Natural-language object grounding data:
* * * *

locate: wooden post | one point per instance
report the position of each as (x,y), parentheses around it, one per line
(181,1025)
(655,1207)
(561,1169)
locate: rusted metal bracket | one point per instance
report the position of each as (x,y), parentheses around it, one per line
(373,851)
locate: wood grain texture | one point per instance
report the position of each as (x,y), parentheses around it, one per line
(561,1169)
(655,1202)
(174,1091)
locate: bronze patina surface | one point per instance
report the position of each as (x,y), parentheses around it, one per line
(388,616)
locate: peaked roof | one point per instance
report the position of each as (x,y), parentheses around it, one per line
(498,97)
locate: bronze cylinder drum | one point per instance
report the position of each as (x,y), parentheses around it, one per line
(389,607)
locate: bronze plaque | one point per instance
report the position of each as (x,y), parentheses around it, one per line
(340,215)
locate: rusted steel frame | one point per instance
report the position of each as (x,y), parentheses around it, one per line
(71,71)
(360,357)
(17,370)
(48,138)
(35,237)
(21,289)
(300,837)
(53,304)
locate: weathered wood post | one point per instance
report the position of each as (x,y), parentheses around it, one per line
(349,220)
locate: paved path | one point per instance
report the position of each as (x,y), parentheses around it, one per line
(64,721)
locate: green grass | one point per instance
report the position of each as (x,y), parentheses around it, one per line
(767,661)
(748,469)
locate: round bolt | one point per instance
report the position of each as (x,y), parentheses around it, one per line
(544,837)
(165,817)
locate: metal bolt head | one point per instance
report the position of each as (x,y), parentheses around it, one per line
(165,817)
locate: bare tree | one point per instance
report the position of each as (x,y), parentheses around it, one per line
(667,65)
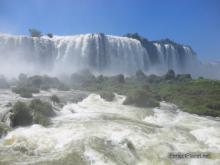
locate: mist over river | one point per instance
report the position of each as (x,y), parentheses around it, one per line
(97,132)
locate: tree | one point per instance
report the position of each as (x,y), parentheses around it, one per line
(50,35)
(35,33)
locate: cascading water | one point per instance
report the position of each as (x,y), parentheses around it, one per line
(97,132)
(99,52)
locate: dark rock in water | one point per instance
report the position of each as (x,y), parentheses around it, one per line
(3,83)
(21,115)
(44,108)
(55,99)
(141,99)
(37,112)
(3,129)
(108,96)
(39,118)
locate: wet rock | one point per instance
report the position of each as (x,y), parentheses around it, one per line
(3,129)
(108,96)
(21,115)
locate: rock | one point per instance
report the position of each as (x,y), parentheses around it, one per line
(3,129)
(21,115)
(108,96)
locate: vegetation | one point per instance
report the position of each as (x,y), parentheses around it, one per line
(200,96)
(35,33)
(37,112)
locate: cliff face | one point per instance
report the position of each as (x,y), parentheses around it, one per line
(99,52)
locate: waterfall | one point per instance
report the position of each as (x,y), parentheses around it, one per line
(100,53)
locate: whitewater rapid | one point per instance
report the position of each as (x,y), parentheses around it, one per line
(97,132)
(106,54)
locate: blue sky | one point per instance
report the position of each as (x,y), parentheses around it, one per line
(192,22)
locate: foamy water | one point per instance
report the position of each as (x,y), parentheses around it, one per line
(96,132)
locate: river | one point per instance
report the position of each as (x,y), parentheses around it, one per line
(97,132)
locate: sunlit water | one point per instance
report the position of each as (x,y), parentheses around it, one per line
(96,132)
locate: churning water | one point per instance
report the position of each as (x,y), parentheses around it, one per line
(96,132)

* * * *

What the exercise asks:
All entries above are to be restated exactly, with every image omitted.

Final answer:
locate: wooden post | one point per instance
report the position of each as (x,y), parentheses around it, one per line
(181,1025)
(655,1207)
(561,1169)
locate: rusted metal bracket | one point per instance
report the position of each as (x,y), parentheses around it, one per line
(373,851)
locate: wood grain texture | one point per instance
report the position of each as (x,y), parentheses around it, one per line
(561,1169)
(655,1202)
(174,1091)
locate: bronze patina surface | one point per instance
report the position of each as (x,y), parentheses around it, one per line
(388,616)
locate: peaked roof | one point per instance
report the position of each as (x,y), parentheses around it, one per line
(498,97)
locate: bronze cylinder drum | one point per instance
report the position of each as (x,y), parentheses around it, one per line
(389,607)
locate: bronze plaque | one point per instance
report the position of each as (x,y), parentheses around it, one per line
(340,215)
locate: rusted steel frame | one point per instance
report the position of each as (x,y), parentheses around it, one per line
(71,71)
(360,357)
(17,370)
(48,138)
(35,237)
(21,289)
(300,837)
(53,304)
locate: weathered wood post | one point per instance
report the position of each as (x,y), parentheses around it, one per line
(349,220)
locate: paved path | one point per instance
report the position of each as (x,y), parentheses around it, one per line
(64,721)
locate: green grass | one point per instance
report the position of each as (x,y), parentheses around it, one per line
(767,661)
(748,469)
locate: round bolt | one point per instance
report the position of each as (x,y), parentheses around it, one per line
(544,837)
(165,817)
locate: metal bolt head | one point per instance
report the position of each as (x,y), parentheses around it, one per line
(165,817)
locate: bare tree | one point per instance
report the position of each as (x,y), parentheses around it, one per line
(667,65)
locate: mist over river | one point per instance
report the position of each as (x,y), parentheses around it, one per line
(97,132)
locate: tree | one point per instance
report the position of each as (x,y), parentheses around it, one per line
(50,35)
(35,33)
locate: cascading water | one point per instance
report the position of each as (x,y), parentheses around it, one per line
(97,132)
(99,52)
locate: dark rock in water | one point per instance
report the position of each as (x,y), parentheses around it, one per line
(3,83)
(21,115)
(44,108)
(55,99)
(141,99)
(37,112)
(3,129)
(108,96)
(39,118)
locate: wet rock | one point per instance
report the position of each as (x,y), parentheses around it, one per line
(3,129)
(108,96)
(21,115)
locate: rock | one point per instance
report the position of each as (x,y), parentheses around it, one per line
(3,129)
(21,115)
(108,96)
locate: vegetation | one point per instance
report the position of each as (x,y), parentheses around it, one per line
(200,96)
(35,33)
(37,112)
locate: cliff face | one point per instance
report the position of each as (x,y), parentheses around it, one per line
(99,52)
locate: waterfall | one point per instance
report the position of each as (x,y), parentheses around it, one per line
(100,53)
locate: whitewater rapid | one point per instance
report the position of each as (x,y), parentheses around it, one per line
(97,132)
(106,54)
locate: blue sky | one point per instance
report the position of each as (x,y), parentheses around it, one per line
(192,22)
locate: foamy water | one point per instance
report the position of each as (x,y), parentheses around it, one per line
(96,132)
locate: river | one point per instance
report the position of each as (x,y), parentheses around it, one per line
(97,132)
locate: sunlit water | one point per instance
report the position of each as (x,y), parentheses around it, one per line
(96,132)
locate: churning water | one point per instance
report the position of each as (x,y), parentheses around it, one per line
(96,132)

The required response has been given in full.